■ Selected passage
The company began exploring autonomous driving technology as early as 2013, significantly diversifying beyond its core search business during a pivotal transitional period1.
By 2015, Baidu was already testing self-driving cars in Beijing’s complex traffic conditions through a partnership with BMW, demonstrating early commitment to solving difficult autonomous driving challenges2.
Their 2017 launch of the Apollo open-source platform marked a strategic inflection point, which by 2018 had attracted over 100 partners including major automotive manufacturers like BMW and FAW Group3.
This decade-long investment timeline contrasts sharply with many tech initiatives that expect immediate returns, highlighting how breakthrough technologies often require sustained, patient capital deployment before reaching commercial viability.
The journey from early road tests in 2015 to today’s 11 million completed robotaxi rides demonstrates the extended development cycles necessary for transformative transportation technologies to move from laboratory to commercial deployment.
Baidu’s decision to make its Apollo autonomous driving platform open-source in 2017 mirrors Google’s Android strategy, creating a network effect that accelerated development and adoption.
Within just 14 months of Apollo’s launch, Baidu had secured partnerships with over 100 OEMs, suppliers, and chip manufacturers, allowing the company to focus on software while partners handled hardware components3.

■ Extracted information
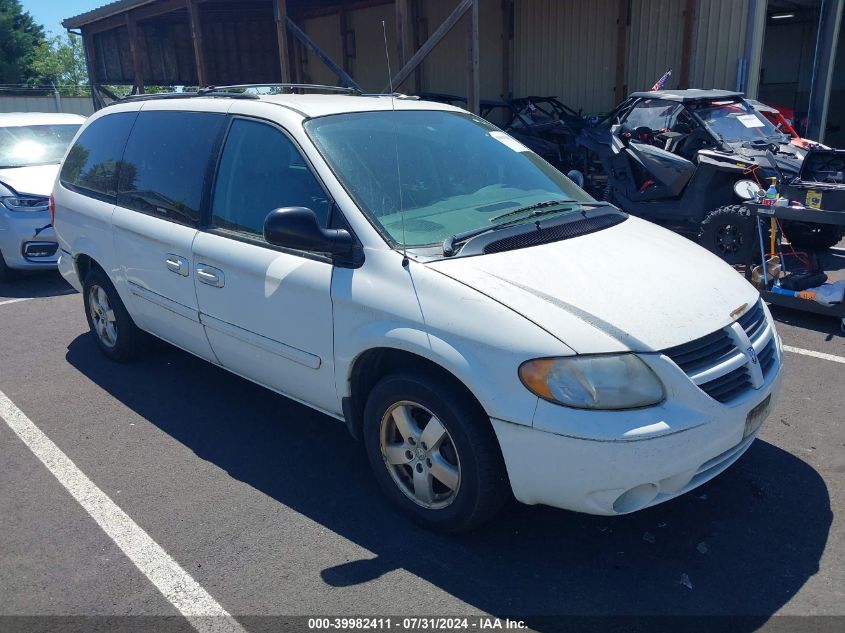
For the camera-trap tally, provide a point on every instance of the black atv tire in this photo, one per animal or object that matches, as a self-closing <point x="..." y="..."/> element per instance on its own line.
<point x="813" y="237"/>
<point x="729" y="233"/>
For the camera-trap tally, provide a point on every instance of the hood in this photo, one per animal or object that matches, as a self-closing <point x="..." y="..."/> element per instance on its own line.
<point x="634" y="286"/>
<point x="37" y="180"/>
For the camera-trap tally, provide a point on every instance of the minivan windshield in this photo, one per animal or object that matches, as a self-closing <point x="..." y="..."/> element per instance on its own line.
<point x="455" y="172"/>
<point x="28" y="145"/>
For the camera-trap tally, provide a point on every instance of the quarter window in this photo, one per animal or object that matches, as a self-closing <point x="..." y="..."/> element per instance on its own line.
<point x="92" y="164"/>
<point x="165" y="166"/>
<point x="262" y="170"/>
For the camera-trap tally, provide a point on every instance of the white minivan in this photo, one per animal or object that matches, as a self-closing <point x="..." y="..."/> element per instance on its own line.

■ The task
Please continue the passage on Baidu's autonomous driving efforts from where it stops. The rows come from a different source than the passage on Baidu's self-driving work.

■ Output
The platform provided crucial tools, APIs, and code that significantly lowered R&D costs for manufacturers entering the autonomous vehicle space, creating mutual benefits across the ecosystem3.
Baidu strategically complemented this with Apollo Scape, an open-source dataset for training self-driving algorithms that was 10 times larger than existing datasets, helping address the critical need for extensive driver data3.
This collaborative approach stands in contrast to more closed development models pursued by competitors like Waymo, which may have limited their ability to scale as quickly across diverse markets and vehicle types4.
By 2019, the Apollo platform had expanded to include 156 partners across 300 vehicle models, demonstrating how open-source strategies can create cycles of adoption and improvement in complex technological domains5.